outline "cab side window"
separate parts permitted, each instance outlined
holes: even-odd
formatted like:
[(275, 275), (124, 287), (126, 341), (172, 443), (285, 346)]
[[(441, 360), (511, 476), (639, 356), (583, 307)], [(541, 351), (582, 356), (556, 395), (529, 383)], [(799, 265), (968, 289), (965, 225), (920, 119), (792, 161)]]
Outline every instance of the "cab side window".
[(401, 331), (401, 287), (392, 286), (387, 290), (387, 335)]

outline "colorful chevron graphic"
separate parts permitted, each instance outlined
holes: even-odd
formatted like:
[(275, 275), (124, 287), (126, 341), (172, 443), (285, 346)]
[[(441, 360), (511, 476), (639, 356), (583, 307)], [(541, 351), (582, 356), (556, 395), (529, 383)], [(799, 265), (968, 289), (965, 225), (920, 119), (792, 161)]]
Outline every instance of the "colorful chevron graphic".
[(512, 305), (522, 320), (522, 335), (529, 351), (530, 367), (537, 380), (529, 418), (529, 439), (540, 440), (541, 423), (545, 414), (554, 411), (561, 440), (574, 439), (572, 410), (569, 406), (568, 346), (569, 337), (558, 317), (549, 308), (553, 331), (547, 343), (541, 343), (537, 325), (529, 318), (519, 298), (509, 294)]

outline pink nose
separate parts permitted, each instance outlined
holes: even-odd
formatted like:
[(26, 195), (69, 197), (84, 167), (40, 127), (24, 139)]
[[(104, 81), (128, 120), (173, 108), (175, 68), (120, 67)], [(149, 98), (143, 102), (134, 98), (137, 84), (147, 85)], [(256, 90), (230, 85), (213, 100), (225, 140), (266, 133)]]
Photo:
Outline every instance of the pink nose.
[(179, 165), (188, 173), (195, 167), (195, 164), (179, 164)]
****
__Task to carry out__.
Copy the records above line for line, leaving every character unchanged.

__Task output__.
outline "cab side window"
separate parts permitted, each instance outlined
holes: even-odd
formatted like:
[(275, 275), (124, 287), (126, 341), (172, 443), (285, 346)]
[[(441, 360), (511, 476), (639, 356), (583, 307)], [(541, 351), (582, 356), (556, 395), (529, 383)], [(799, 265), (968, 289), (965, 225), (920, 119), (792, 161)]]
Outline every instance of the "cab side window".
[(401, 331), (401, 287), (392, 286), (387, 290), (387, 335)]

outline "colorful chevron graphic"
separate parts permitted, each instance outlined
holes: even-odd
formatted like:
[(275, 275), (124, 287), (126, 341), (172, 443), (285, 346)]
[[(441, 360), (511, 476), (639, 356), (583, 307)], [(541, 351), (582, 356), (556, 395), (529, 383)], [(799, 265), (968, 289), (965, 225), (920, 119), (792, 161)]]
Outline every instance of the "colorful chevron graphic".
[(512, 305), (522, 320), (522, 335), (529, 351), (530, 367), (537, 380), (529, 418), (529, 439), (540, 440), (541, 423), (545, 414), (554, 411), (561, 440), (574, 439), (572, 410), (569, 406), (568, 346), (569, 337), (558, 317), (549, 308), (553, 331), (547, 343), (541, 343), (537, 325), (529, 318), (519, 298), (509, 294)]

outline pink nose
separate parts permitted, each instance outlined
holes: even-odd
formatted like:
[(26, 195), (69, 197), (84, 167), (40, 127), (24, 139)]
[[(104, 81), (128, 120), (173, 108), (175, 68), (120, 67)], [(149, 98), (143, 102), (134, 98), (137, 84), (147, 85)], [(256, 90), (230, 85), (213, 100), (225, 140), (266, 133)]]
Photo:
Outline every instance of the pink nose.
[(179, 165), (188, 173), (195, 167), (195, 164), (179, 164)]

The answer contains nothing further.